**Excerpted text**
== == ==

The main argument for pre-trial publication bans is to protect the rights of the accused and the purity of the jury pool. But if all the jury hears until the trial date is the state’s version of what happened, potential jurors are bound to have pre-formed ideas that have never been challenged, say some lawyers.

The prosecution in the Brampton case, says Moon, tried everything to “sink these guys in those first days,” referring to a flurry of international media reports that focused on one version of the events.

The day after the bust, police held a news conference where they presented evidence such as a 9-millimetre Luger handgun, military fatigues, two-way radios, a crude cellphone detonator and a sample of ammonium nitrate that was alleged to have been purchased to build truck bombs.

That was followed by even more sensational headlines when accused Steven Chand’s then-lawyer leaked part of the Crown’s synopsis, which identified Chand as personally wanting to behead the PM.

Moon, who replaced that lawyer, has struggled with his client’s notoriety but says he’s hamstrung by the ban and unable to paint a different portrait. Although the Crown’s key witness, police mole Mubin Shaikh, has publicly said in various interviews that Chand should never have been arrested, his testimony at the preliminary hearing on this matter cannot be published. Nor can his testimony about Jahmaal James, another suspect Shaikh has publicly said should never have been arrested.

And when it comes to the group’s so-called terrorist training camp, located about 150 kilometres north of Toronto – well the details of what took place there are also protected. Moon says that rather than a group of jihadists hell-bent on destruction, the accused resemble characters from F Troop, an old sitcom about an inept cavalry unit.

== == ==

**Supplied information**
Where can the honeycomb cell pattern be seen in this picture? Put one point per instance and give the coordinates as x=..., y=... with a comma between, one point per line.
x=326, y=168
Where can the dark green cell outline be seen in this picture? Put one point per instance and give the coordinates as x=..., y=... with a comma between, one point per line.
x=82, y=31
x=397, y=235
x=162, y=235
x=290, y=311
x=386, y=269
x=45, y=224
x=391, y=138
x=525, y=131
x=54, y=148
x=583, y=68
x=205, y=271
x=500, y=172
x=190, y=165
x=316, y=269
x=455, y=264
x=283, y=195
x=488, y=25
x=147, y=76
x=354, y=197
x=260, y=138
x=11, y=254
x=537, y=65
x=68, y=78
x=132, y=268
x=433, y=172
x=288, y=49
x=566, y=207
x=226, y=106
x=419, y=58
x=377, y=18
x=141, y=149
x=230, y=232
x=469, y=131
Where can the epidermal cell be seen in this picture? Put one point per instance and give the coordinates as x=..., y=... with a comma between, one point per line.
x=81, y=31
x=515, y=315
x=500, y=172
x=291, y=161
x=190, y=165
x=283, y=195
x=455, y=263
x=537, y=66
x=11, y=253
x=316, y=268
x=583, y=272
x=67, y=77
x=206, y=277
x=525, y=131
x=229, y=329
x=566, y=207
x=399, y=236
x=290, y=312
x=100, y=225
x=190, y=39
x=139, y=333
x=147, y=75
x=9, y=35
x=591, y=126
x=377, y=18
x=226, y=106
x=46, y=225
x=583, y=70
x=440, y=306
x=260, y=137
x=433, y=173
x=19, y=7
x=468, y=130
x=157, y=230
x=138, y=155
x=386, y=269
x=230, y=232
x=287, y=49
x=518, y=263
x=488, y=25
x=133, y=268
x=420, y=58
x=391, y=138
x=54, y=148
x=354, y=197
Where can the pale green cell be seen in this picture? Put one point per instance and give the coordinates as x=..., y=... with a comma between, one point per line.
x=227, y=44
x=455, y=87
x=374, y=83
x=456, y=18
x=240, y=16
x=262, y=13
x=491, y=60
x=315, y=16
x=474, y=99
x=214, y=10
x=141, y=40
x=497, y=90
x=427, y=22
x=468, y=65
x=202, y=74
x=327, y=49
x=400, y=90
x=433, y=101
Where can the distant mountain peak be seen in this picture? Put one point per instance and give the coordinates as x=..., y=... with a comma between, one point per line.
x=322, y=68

== == ==

**To do**
- A) Transcribe the passage on the publication ban from "Moon, who replaced" to "inept cavalry unit.".
- B) Using the passage on the publication ban, decide whether each statement agrees with it, answering yes or no and quoting the words that settle it: (i) The day after the bust, police showed a 9-millimetre Luger handgun at a news conference. (ii) Moon was the lawyer who leaked part of the Crown's synopsis. (iii) The group's alleged training camp was about 150 kilometres south of Toronto.

**Set of answers**
- A)
Moon, who replaced that lawyer, has struggled with his client’s notoriety but says he’s hamstrung by the ban and unable to paint a different portrait. Although the Crown’s key witness, police mole Mubin Shaikh, has publicly said in various interviews that Chand should never have been arrested, his testimony at the preliminary hearing on this matter cannot be published. Nor can his testimony about Jahmaal James, another suspect Shaikh has publicly said should never have been arrested.

And when it comes to the group’s so-called terrorist training camp, located about 150 kilometres north of Toronto – well the details of what took place there are also protected. Moon says that rather than a group of jihadists hell-bent on destruction, the accused resemble characters from F Troop, an old sitcom about an inept cavalry unit.

- B)
(i) Yes: "The day after the bust, police held a news conference where they presented evidence such as a 9-millimetre Luger handgun"
(ii) No: "Moon, who replaced that lawyer"
(iii) No: "located about 150 kilometres north of Toronto"